*Instructions for the task:*
Print, word for word, the part of the article on federal aid for New Hampshire fishermen that opens with the words containing "On Thursday, U.S." and closes with "a news release.".

(Passage to read begins)

Fishermen and those in the seafood industry in New Hampshire are set to receive $2.7 million in federal assistance but some leaders who have a deep understanding of what is happening on the ocean have questions about how the money will be spent.

On Thursday, U.S. Sen. Jeanne Shaheen, D-N.H., announced that the money will be made available through the Coronavirus Aid, Relief, and Economic Security Act.

“New Hampshire fishermen and our seafood industry play an important role in the Seacoast economy and the economic well-being of our state, and they have been hit hard by this crisis,” Shaheen said in a statement.

Shaheen recognized that New Hampshire fishermen were operating on razor-thin margins before COVID-19, which is why she fought for relief for the seafood industry, according to a news release.

In order to qualify, fishermen and processors need to show a 35% loss in business. It will be up to state officials to submit a plan for how the money will be distributed, according to one of Shaheen’s staff members.

(Passage to read ends)
(Data to examine begins)

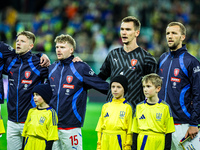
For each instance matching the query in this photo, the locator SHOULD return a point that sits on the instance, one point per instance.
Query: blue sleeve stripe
(26, 142)
(144, 142)
(181, 99)
(182, 64)
(11, 64)
(75, 72)
(53, 117)
(74, 104)
(161, 63)
(53, 69)
(33, 67)
(1, 68)
(119, 141)
(32, 101)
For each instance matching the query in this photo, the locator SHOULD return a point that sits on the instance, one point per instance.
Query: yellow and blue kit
(152, 123)
(40, 127)
(2, 129)
(115, 124)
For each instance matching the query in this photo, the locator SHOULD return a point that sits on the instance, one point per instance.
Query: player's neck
(152, 100)
(130, 47)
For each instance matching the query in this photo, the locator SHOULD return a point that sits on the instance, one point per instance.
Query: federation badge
(176, 71)
(69, 79)
(133, 62)
(27, 74)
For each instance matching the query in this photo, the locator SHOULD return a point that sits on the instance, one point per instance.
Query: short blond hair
(136, 22)
(153, 78)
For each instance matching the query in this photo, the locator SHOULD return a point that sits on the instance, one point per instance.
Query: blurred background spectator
(95, 24)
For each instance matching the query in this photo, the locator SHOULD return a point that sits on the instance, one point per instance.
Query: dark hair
(153, 78)
(182, 27)
(136, 22)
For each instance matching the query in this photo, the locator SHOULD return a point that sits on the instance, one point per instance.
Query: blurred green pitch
(89, 134)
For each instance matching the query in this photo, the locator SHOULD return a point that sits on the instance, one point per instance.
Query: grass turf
(89, 134)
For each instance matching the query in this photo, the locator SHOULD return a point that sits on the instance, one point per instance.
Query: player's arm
(168, 141)
(150, 65)
(91, 80)
(134, 145)
(105, 70)
(128, 142)
(194, 75)
(44, 60)
(49, 145)
(99, 140)
(192, 131)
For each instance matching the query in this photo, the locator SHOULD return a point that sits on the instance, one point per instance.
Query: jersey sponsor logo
(158, 116)
(173, 79)
(68, 86)
(133, 63)
(26, 82)
(27, 74)
(42, 120)
(122, 114)
(142, 117)
(69, 79)
(196, 69)
(176, 72)
(174, 85)
(107, 115)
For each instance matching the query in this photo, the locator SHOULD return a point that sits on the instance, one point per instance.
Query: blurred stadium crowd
(95, 24)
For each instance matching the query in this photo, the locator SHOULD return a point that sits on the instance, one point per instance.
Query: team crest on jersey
(158, 116)
(122, 114)
(27, 74)
(176, 71)
(69, 79)
(42, 120)
(133, 62)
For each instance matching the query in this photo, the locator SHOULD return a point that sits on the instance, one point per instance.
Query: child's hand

(Data to examine ends)

*Response below:*
On Thursday, U.S. Sen. Jeanne Shaheen, D-N.H., announced that the money will be made available through the Coronavirus Aid, Relief, and Economic Security Act.

“New Hampshire fishermen and our seafood industry play an important role in the Seacoast economy and the economic well-being of our state, and they have been hit hard by this crisis,” Shaheen said in a statement.

Shaheen recognized that New Hampshire fishermen were operating on razor-thin margins before COVID-19, which is why she fought for relief for the seafood industry, according to a news release.